# Weaving- Shibori style weaving. Never thought it would be this easy.



## mama879 (Jan 27, 2011)

http://www.weavezine.com/content/woven-shibori-rigid-heddle-loom.html

How much fun is this.


----------



## msgran (Feb 12, 2011)

I've done two scarves using this method, however I haven't dyed them yet. Got the indigo dye, the bucket, but not a good time yet. It's too hot outside to stay for very long so I guess I will have to wait till late fall.


----------



## nellig (May 10, 2016)

Nice tutorial. Wondered what what was meant by woven shibori. Now I know. Thank you for finding and posting this.


----------



## mama879 (Jan 27, 2011)

I like that she used a all day cooker for her dyeing any one else use this.


----------



## Cdambro (Dec 30, 2013)

I don't weave but that looks really neat.


----------



## nellig (May 10, 2016)

I've read about the slow cooker dying but haven't tried it. From what I have read, it works well. I use food coloring and koolade ade, so the microwave and stove top are so much faster. Waiting is not my strong point. Don't think the food grade colors work for shibori though. To use the chemical dyes, you would need a separate cooker from what you use for food.


----------



## FiberQueen (Aug 23, 2012)

Thanks for the idea. I am going to try this.


----------



## sockyarn (Jan 26, 2011)

Looks like great fun.


----------
◆ ◆ ◆
▶ _Tasks to perform_
1. Using the woven shibori thread, answer the following:
(a) How many scarves has msgran made using this method?
(b) Which two methods does nellig find much faster?
(c) What kind of dye has msgran already obtained?
2. State whether each statement agrees with the woven shibori thread, quoting the words that decide it.
(a) msgran has already dyed the scarves.
(b) Cdambro weaves.
(c) According to nellig, chemical dyes call for a cooker kept apart from the one used for food.
3. Copy the passage of the woven shibori thread that begins at the words "## msgran (Feb" and stops after "and posting this.", renaming "scarves" as "shawls".

▶ _Exercise data_
◆ ◆ ◆
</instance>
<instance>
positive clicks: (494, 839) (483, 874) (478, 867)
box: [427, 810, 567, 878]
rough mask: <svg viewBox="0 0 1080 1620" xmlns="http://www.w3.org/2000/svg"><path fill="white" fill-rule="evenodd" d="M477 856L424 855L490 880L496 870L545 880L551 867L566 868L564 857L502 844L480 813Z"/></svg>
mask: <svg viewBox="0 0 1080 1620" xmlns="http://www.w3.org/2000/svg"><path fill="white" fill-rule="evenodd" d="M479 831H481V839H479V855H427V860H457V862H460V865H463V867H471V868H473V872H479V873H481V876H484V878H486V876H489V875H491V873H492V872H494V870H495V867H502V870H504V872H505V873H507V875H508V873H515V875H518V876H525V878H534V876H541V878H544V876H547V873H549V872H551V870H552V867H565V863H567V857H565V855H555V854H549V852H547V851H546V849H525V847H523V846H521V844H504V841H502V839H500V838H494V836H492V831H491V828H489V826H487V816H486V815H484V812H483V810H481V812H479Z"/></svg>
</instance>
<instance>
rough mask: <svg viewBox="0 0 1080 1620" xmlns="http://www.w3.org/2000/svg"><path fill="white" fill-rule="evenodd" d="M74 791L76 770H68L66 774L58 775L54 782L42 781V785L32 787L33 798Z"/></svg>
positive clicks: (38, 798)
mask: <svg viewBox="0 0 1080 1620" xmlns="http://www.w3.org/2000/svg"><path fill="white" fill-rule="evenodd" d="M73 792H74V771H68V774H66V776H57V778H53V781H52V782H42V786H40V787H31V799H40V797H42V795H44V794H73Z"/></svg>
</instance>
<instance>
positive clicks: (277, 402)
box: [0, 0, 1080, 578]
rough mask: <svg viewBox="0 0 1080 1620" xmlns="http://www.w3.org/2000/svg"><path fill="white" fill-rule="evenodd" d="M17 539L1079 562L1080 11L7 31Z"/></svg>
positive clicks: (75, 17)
◆ ◆ ◆
▶ _Written answers_
1.
(a) Two.
(b) The microwave and the stove top.
(c) Indigo dye.

2.
(a) No: "however I haven't dyed them yet."
(b) No: "I don't weave"
(c) Yes: "To use the chemical dyes, you would need a separate cooker from what you use for food."

3.
## msgran (Feb 12, 2011)

I've done two shawls using this method, however I haven't dyed them yet. Got the indigo dye, the bucket, but not a good time yet. It's too hot outside to stay for very long so I guess I will have to wait till late fall.


----------



## nellig (May 10, 2016)

Nice tutorial. Wondered what what was meant by woven shibori. Now I know. Thank you for finding and posting this.